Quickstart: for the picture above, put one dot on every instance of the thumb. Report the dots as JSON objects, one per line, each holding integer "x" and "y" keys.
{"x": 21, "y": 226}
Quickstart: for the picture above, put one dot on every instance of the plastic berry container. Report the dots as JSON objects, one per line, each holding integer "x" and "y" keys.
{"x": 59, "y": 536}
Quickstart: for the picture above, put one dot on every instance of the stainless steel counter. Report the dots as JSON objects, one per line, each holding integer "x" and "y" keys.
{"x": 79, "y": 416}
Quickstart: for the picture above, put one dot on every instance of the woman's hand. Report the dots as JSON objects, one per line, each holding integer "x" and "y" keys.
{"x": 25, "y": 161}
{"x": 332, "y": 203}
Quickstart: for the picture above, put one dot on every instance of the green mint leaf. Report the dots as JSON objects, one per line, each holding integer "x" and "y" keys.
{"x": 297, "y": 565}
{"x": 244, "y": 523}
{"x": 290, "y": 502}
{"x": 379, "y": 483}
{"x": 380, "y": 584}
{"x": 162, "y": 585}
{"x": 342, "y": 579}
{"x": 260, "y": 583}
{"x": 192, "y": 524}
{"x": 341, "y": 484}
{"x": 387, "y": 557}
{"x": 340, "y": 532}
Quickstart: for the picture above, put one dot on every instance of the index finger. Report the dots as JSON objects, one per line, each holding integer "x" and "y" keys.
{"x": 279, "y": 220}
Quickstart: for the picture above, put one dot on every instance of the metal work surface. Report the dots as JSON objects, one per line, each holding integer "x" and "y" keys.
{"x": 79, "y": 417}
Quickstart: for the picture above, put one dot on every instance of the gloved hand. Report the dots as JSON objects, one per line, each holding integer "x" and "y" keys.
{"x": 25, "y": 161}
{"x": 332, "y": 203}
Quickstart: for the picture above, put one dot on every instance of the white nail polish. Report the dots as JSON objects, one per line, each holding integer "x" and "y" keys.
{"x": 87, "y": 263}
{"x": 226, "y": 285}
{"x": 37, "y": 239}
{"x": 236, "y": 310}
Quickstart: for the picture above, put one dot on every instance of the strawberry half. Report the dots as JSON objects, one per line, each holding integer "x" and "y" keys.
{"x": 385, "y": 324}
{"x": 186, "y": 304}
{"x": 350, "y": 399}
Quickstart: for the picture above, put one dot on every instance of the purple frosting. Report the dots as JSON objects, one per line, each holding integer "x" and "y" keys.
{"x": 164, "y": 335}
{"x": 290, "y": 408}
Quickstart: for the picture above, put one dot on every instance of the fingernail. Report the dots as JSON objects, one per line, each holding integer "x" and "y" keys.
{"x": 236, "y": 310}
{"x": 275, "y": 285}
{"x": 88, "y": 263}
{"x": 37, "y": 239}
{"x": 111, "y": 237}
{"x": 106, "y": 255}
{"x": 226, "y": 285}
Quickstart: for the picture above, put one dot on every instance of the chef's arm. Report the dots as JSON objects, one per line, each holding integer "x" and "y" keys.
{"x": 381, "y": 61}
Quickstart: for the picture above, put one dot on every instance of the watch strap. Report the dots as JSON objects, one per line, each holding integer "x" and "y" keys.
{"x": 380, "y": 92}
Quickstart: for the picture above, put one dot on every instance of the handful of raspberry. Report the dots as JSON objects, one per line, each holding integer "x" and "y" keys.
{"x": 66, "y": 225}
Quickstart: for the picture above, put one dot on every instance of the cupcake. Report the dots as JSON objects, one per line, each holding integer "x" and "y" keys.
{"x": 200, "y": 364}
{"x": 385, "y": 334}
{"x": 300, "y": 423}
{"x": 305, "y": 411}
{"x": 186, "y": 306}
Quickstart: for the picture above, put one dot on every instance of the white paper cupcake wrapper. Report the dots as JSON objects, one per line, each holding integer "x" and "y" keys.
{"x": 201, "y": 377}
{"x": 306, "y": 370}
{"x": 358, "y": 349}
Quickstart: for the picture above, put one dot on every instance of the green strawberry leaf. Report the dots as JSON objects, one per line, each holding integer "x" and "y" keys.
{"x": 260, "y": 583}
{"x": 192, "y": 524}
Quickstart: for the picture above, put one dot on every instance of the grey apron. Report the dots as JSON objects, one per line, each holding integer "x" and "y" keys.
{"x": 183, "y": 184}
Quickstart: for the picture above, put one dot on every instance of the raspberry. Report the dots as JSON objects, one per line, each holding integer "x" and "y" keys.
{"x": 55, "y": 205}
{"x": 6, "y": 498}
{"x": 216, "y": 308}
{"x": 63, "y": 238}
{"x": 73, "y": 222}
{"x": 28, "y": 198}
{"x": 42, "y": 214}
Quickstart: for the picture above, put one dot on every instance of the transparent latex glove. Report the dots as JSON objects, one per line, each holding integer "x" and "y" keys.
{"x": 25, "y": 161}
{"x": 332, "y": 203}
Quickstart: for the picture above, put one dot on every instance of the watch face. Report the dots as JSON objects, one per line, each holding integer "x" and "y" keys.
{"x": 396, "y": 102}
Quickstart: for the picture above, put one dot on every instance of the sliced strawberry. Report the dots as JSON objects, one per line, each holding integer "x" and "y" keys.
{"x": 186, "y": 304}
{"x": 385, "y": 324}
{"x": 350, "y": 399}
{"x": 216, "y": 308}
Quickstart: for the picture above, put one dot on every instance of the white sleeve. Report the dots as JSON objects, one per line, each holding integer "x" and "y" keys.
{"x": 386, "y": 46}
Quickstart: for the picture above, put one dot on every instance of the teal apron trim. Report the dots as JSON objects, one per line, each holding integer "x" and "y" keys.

================

* [Work to be completed]:
Nothing in the material should be left out; output it exactly.

* [Written answer]:
Quickstart: for the picture above, put one dot on every instance of the thumb. Report the dots as JSON objects, one per line, each holding integer "x" and "y" keys.
{"x": 21, "y": 226}
Quickstart: for the picture above, put one dot on every instance of the plastic berry container. Report the dots as JSON objects, one per line, each holding integer "x" and "y" keys.
{"x": 59, "y": 536}
Quickstart: for the picture above, put one dot on every instance of the stainless steel counter. Report the dots as JSON objects, one per line, each holding integer "x" and "y" keys.
{"x": 79, "y": 416}
Quickstart: for the picture above, put one dot on every instance of the woman's hand. Report the dots as JSON objects, one per line, each holding integer "x" and "y" keys.
{"x": 25, "y": 161}
{"x": 332, "y": 203}
Quickstart: for the picture above, put one dot on every instance of the green mint leaf. Report the dots as JSON objects, one per line, each holding integer "x" and "y" keys.
{"x": 297, "y": 565}
{"x": 244, "y": 523}
{"x": 290, "y": 502}
{"x": 379, "y": 483}
{"x": 380, "y": 584}
{"x": 162, "y": 585}
{"x": 342, "y": 579}
{"x": 260, "y": 583}
{"x": 192, "y": 524}
{"x": 341, "y": 484}
{"x": 387, "y": 557}
{"x": 340, "y": 532}
Quickstart: for the picture above, put one dot on every instance of the index finger. Report the dots as JSON objects, one per line, each holding integer "x" and "y" keys.
{"x": 279, "y": 220}
Quickstart: for the picture above, put one dot on every instance of the metal work surface. Report the dots as JSON objects, one per line, each holding integer "x" and "y" keys.
{"x": 79, "y": 417}
Quickstart: for the picture above, put one dot on every instance of the gloved hand. Report the dots as JSON objects, one per line, each holding integer "x" and "y" keys.
{"x": 25, "y": 161}
{"x": 332, "y": 203}
Quickstart: for the picture above, put one dot on every instance of the white nail polish. Report the dots as JSON objects, one per line, each holding integer "x" and "y" keys.
{"x": 87, "y": 263}
{"x": 226, "y": 285}
{"x": 37, "y": 239}
{"x": 236, "y": 310}
Quickstart: for the picture above, put one dot on every instance of the strawberry half. Report the dots as JSON objects, one per line, each holding integer "x" and "y" keys.
{"x": 385, "y": 324}
{"x": 186, "y": 304}
{"x": 350, "y": 399}
Quickstart: for the picture above, put one dot on every instance of the purple frosting. Report the dots as JSON objects, one per line, each holding integer "x" and "y" keys.
{"x": 164, "y": 335}
{"x": 290, "y": 408}
Quickstart: for the picture above, put one dot on every instance of the fingernail. Report the dots as JSON objects, one per line, each holding integer "x" and "y" keys.
{"x": 236, "y": 310}
{"x": 275, "y": 285}
{"x": 88, "y": 263}
{"x": 37, "y": 239}
{"x": 111, "y": 237}
{"x": 106, "y": 255}
{"x": 226, "y": 285}
Quickstart: for the picture above, put one dot on every instance of the chef's arm. Report the dots as JSON objects, one per line, each holding integer "x" and "y" keys.
{"x": 381, "y": 61}
Quickstart: for the picture above, put one dot on every instance of the watch strap. Report the dots as JSON objects, one per line, each holding integer "x" and "y" keys.
{"x": 380, "y": 92}
Quickstart: for the picture above, put one dot on every instance of the handful of raspberry. Report the dots as JSON objects, one per line, each holding integer "x" and "y" keys.
{"x": 66, "y": 225}
Quickstart: for the picture above, put one dot on every instance of the cupcake. Report the dots as JSON objects, one per line, each holding integer "x" and "y" keys.
{"x": 200, "y": 364}
{"x": 385, "y": 334}
{"x": 300, "y": 423}
{"x": 305, "y": 411}
{"x": 186, "y": 306}
Quickstart: for the picture above, put one dot on every instance of the white paper cupcake wrapper. Report the dots as JSON objects, one per line, each holding integer "x" and "y" keys.
{"x": 201, "y": 377}
{"x": 306, "y": 370}
{"x": 358, "y": 349}
Quickstart: for the picture above, put one dot on every instance of the green strawberry leaf. Report the dots as JSON objects, one per line, each holding integer "x" and "y" keys.
{"x": 260, "y": 583}
{"x": 192, "y": 524}
Quickstart: for the picture above, put one dot on every instance of the grey apron. Report the dots as JSON objects, one per line, each holding integer "x" and "y" keys.
{"x": 183, "y": 184}
Quickstart: for the picture above, put one dot on every instance of the raspberry. Report the dots as JSON objects, one per line, each holding integer "x" and "y" keys.
{"x": 55, "y": 205}
{"x": 6, "y": 498}
{"x": 216, "y": 308}
{"x": 63, "y": 238}
{"x": 73, "y": 222}
{"x": 28, "y": 198}
{"x": 42, "y": 214}
Quickstart: for the picture above, put one dot on every instance of the transparent latex glove. Report the dots as JSON objects, one per line, each holding integer "x" and "y" keys.
{"x": 25, "y": 161}
{"x": 332, "y": 203}
Quickstart: for the picture above, put one dot on every instance of the watch face. Report the dots as JSON objects, one per line, each holding integer "x" and "y" keys.
{"x": 396, "y": 102}
Quickstart: for the picture above, put one dot on every instance of the sliced strawberry. Report the dots as JSON objects, one per line, each holding integer "x" and "y" keys.
{"x": 186, "y": 304}
{"x": 385, "y": 324}
{"x": 350, "y": 399}
{"x": 216, "y": 308}
Quickstart: for the picture above, put one dot on every instance of the white sleeve. Report the dots as JSON objects, one per line, each holding integer "x" and "y" keys.
{"x": 386, "y": 46}
Quickstart: for the picture above, put one dot on every instance of the teal apron trim. Report the dots as JSON objects, one per line, each holding integer "x" and "y" keys.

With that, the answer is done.